Exercise:
Skip every line before the one containing "Objective — one point per instance of the dirt", then copy that line and the rest of the entries below exactly, through the last line.

Point annotation records
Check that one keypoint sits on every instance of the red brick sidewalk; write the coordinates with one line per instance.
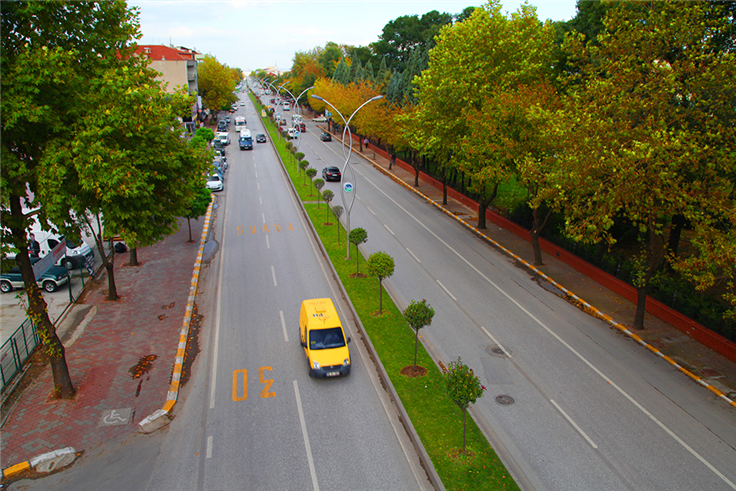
(104, 359)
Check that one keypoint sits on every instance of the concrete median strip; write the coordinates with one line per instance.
(43, 463)
(570, 295)
(162, 416)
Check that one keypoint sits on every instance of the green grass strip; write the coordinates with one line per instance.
(437, 420)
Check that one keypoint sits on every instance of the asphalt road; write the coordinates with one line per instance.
(591, 410)
(251, 417)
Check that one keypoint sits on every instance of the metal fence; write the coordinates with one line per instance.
(16, 350)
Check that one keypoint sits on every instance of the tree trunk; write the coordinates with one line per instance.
(380, 297)
(465, 412)
(653, 257)
(641, 308)
(112, 291)
(107, 260)
(133, 257)
(483, 204)
(416, 341)
(535, 233)
(38, 312)
(673, 243)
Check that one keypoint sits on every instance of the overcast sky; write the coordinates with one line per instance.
(252, 34)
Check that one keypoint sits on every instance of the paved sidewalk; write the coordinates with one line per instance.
(121, 361)
(712, 367)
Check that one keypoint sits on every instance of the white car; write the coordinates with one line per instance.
(214, 183)
(224, 137)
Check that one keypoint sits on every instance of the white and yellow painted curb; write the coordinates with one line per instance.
(570, 295)
(44, 463)
(162, 416)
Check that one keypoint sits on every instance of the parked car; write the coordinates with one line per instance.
(215, 183)
(331, 174)
(218, 146)
(224, 137)
(49, 281)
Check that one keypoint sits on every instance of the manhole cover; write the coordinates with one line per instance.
(496, 350)
(504, 400)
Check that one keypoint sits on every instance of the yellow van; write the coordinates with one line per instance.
(323, 339)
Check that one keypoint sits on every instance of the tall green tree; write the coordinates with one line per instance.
(380, 265)
(51, 52)
(357, 236)
(418, 315)
(106, 169)
(463, 387)
(472, 65)
(648, 129)
(216, 83)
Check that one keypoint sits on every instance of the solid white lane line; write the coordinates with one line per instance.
(446, 290)
(215, 349)
(412, 255)
(496, 342)
(568, 346)
(283, 326)
(573, 423)
(303, 422)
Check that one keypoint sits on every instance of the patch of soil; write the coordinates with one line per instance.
(192, 346)
(413, 371)
(459, 457)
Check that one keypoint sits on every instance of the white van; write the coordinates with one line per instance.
(224, 137)
(76, 254)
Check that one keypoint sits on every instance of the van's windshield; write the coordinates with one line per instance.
(326, 338)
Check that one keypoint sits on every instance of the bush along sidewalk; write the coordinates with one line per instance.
(461, 454)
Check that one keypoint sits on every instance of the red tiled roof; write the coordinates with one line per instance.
(161, 52)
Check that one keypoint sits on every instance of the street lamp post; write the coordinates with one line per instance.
(347, 186)
(297, 109)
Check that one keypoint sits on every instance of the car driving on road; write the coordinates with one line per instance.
(331, 174)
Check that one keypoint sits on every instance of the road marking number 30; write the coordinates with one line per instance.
(240, 378)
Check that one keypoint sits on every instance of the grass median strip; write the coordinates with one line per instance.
(437, 420)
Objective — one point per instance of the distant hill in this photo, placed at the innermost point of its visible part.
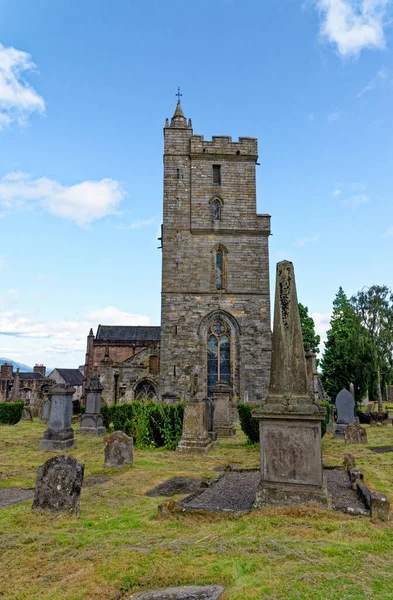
(16, 365)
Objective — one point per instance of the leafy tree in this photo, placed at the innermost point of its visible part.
(310, 338)
(374, 309)
(347, 352)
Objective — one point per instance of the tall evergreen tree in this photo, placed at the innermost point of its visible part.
(346, 356)
(310, 338)
(374, 308)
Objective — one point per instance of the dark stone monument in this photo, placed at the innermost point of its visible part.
(195, 437)
(345, 405)
(119, 450)
(223, 420)
(58, 487)
(91, 421)
(289, 419)
(210, 418)
(45, 411)
(59, 435)
(355, 434)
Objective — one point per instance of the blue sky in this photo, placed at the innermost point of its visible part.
(85, 88)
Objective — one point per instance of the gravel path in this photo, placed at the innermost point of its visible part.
(232, 491)
(236, 491)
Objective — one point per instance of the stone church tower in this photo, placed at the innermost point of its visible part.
(215, 315)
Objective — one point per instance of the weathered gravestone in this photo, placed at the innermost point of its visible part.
(223, 423)
(186, 592)
(59, 435)
(58, 487)
(289, 419)
(355, 434)
(195, 437)
(45, 411)
(345, 406)
(91, 421)
(118, 450)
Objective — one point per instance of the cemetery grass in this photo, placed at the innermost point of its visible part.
(119, 545)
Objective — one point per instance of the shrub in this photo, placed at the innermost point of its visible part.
(10, 412)
(150, 424)
(248, 423)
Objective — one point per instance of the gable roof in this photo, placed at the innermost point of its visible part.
(128, 333)
(29, 376)
(71, 376)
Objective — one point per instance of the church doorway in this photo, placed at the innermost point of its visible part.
(218, 355)
(144, 391)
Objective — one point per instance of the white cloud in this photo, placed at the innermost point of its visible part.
(379, 79)
(307, 240)
(335, 116)
(139, 224)
(353, 25)
(82, 202)
(61, 342)
(17, 98)
(357, 200)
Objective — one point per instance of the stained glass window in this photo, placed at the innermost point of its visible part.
(218, 355)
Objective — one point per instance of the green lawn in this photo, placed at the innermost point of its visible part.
(119, 546)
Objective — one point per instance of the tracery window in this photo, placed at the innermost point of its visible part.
(216, 210)
(145, 391)
(220, 269)
(218, 354)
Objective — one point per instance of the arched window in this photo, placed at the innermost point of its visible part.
(216, 210)
(220, 269)
(218, 355)
(145, 391)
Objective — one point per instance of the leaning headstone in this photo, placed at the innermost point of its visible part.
(26, 414)
(187, 592)
(210, 418)
(91, 421)
(59, 435)
(355, 434)
(45, 411)
(118, 450)
(345, 405)
(289, 419)
(58, 487)
(223, 423)
(195, 437)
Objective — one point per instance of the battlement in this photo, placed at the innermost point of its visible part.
(222, 144)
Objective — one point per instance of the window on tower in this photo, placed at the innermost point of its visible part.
(216, 210)
(217, 174)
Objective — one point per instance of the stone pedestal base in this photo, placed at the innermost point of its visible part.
(226, 430)
(281, 494)
(55, 440)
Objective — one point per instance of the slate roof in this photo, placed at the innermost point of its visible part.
(128, 333)
(71, 376)
(26, 376)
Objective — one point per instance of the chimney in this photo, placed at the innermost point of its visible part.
(40, 369)
(6, 371)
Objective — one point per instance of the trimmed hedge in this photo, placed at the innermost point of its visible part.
(248, 423)
(150, 424)
(10, 412)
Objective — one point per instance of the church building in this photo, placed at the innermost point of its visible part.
(215, 304)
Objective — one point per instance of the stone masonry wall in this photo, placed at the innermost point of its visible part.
(190, 242)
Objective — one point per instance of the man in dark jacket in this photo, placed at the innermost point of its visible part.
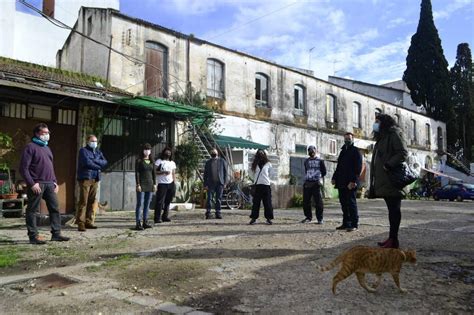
(90, 163)
(36, 167)
(346, 180)
(215, 178)
(315, 170)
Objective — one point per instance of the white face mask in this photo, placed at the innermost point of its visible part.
(44, 138)
(93, 144)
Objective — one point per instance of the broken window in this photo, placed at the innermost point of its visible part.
(356, 121)
(331, 108)
(300, 97)
(215, 78)
(261, 90)
(156, 70)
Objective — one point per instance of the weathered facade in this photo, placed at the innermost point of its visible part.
(257, 100)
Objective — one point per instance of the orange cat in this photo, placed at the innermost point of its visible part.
(364, 259)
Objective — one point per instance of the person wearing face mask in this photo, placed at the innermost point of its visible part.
(346, 180)
(215, 178)
(146, 184)
(389, 151)
(90, 163)
(315, 170)
(261, 173)
(165, 169)
(36, 167)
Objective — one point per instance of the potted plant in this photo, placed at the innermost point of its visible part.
(7, 189)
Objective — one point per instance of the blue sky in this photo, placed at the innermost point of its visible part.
(365, 40)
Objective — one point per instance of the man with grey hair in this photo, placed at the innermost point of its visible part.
(215, 178)
(91, 162)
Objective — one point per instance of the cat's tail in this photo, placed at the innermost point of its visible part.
(331, 265)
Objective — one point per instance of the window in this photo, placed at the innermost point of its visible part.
(156, 70)
(428, 134)
(330, 108)
(299, 95)
(215, 78)
(397, 119)
(261, 90)
(356, 121)
(113, 127)
(40, 112)
(67, 117)
(413, 131)
(332, 147)
(13, 110)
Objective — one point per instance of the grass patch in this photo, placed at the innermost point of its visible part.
(8, 257)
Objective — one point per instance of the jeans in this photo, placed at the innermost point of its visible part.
(394, 215)
(262, 193)
(47, 193)
(164, 196)
(350, 214)
(217, 192)
(87, 194)
(313, 192)
(146, 205)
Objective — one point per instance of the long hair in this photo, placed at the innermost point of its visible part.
(260, 159)
(386, 122)
(141, 156)
(162, 155)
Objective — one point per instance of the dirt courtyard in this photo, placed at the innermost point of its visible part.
(197, 266)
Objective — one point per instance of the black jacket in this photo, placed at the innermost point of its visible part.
(349, 166)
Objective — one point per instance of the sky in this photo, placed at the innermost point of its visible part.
(365, 40)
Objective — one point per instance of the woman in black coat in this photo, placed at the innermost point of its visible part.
(390, 150)
(146, 184)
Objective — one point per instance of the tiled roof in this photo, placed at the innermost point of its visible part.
(53, 77)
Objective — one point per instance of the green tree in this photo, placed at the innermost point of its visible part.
(427, 74)
(461, 83)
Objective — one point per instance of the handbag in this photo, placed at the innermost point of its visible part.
(402, 175)
(253, 187)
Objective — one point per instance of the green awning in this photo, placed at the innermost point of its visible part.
(176, 110)
(233, 142)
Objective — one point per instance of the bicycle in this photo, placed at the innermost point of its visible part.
(237, 197)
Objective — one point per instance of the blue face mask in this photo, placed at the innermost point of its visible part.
(376, 127)
(92, 144)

Full solution:
Objective — one point per instance of the dirt courtyard in this photo, placed at the innermost point of its visible part.
(197, 266)
Objective — one point per instance of the black jacket in this photo, placed at the innermost point of its visible part.
(349, 166)
Objective — one point per instance of the sky in this photo, placed at the innermost point of its visible part.
(365, 40)
Objective — one point per instance of the woman in black coat in this photo, placed at the innermost point of its visible part.
(390, 150)
(146, 184)
Objective — one point per instance of the tiled roof in this photo, placed at the innermost point of its visible part.
(53, 77)
Objective — one point per instance of the green tree in this photo, placed at the innermost point of its visible part.
(427, 74)
(461, 83)
Objective — one point per instance of the handbag in this photo, placed at the innermost point of its visible part.
(402, 175)
(253, 187)
Objective — one point per instance of the green awning in this photo, placed at the innermost point of its visible part.
(176, 110)
(233, 142)
Objective — one point per instance of the bicycle in this photo, placed at the innermost point of its visible part.
(237, 197)
Objective — one point per instance of the blue face mask in this photo, placed at the innermost point of its visible part.
(376, 127)
(92, 144)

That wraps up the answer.